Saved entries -
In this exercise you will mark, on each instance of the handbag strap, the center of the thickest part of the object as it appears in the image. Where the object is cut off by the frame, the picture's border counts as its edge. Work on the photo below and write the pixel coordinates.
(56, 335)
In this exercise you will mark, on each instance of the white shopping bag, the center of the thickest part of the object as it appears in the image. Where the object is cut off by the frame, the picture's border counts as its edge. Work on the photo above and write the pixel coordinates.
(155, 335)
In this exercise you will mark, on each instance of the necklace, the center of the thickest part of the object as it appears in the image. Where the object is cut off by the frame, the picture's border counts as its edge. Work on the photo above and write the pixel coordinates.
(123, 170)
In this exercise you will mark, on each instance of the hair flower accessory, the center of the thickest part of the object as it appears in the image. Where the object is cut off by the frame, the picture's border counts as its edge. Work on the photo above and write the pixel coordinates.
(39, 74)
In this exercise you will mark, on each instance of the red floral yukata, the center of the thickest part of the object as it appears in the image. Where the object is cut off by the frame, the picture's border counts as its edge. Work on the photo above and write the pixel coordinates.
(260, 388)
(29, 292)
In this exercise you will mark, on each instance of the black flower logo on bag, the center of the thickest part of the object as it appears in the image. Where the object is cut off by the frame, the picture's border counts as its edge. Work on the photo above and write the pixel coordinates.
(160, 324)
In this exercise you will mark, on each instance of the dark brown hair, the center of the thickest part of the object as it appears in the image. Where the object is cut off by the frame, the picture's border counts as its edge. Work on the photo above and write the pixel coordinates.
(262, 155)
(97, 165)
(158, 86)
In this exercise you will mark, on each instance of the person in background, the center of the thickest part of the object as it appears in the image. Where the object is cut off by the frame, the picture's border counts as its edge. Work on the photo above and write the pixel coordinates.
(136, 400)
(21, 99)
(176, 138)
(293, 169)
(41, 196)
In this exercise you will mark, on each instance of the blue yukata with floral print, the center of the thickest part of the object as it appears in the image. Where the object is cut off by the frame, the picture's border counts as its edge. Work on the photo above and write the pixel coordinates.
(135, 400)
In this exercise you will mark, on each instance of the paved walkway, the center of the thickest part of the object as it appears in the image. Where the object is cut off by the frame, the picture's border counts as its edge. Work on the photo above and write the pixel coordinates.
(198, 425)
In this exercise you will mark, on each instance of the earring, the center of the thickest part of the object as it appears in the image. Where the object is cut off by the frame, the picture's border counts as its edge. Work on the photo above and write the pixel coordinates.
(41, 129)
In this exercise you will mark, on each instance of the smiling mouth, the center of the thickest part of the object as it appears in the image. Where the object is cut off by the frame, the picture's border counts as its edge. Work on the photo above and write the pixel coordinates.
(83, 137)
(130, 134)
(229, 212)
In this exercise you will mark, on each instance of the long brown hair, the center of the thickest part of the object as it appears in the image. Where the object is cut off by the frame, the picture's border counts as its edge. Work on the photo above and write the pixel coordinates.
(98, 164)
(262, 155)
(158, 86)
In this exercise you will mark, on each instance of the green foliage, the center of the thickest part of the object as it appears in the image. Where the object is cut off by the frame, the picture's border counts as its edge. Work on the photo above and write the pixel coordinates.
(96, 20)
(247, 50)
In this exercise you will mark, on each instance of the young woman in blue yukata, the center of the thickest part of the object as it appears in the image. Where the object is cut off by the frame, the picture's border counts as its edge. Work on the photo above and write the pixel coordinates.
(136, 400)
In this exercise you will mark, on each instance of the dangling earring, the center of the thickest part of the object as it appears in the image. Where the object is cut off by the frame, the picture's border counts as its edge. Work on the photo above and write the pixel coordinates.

EXERCISE GOAL - Quote, without any change, each line from the one that contains "of the long" through the end of the material.

CORRECT ANSWER -
In this exercise you will mark, on each instance of the long brown hair, the center of the thickest part of the object as it appears in the image. Where the object is cut off by the frame, the picture's border counts as its edge. Work on the photo above and write the pixel coordinates.
(98, 164)
(262, 155)
(158, 86)
In this exercise you will mark, on each instance of the green foliage, the center of the thickest part of the object as it appears in the image. Where the object is cut off by the frame, the picture's border counts as its edge. Work on the photo above and write the pixel coordinates.
(96, 20)
(247, 50)
In this exercise you will mark, on each instance of the young woman in blue yukata, the center of the thickest part of the object as it appears in the image. Where the object is cut off by the frame, the picture's border counts as its edge. Work on the photo above and write the pixel coordinates.
(136, 400)
In this exercise you will mark, on each instance of the dangling earring, the center of the thickest part of the object as it appears in the image. Where the object is cut off by the frame, the picture's border counts as its edge. Work on the photo above and write the pixel coordinates.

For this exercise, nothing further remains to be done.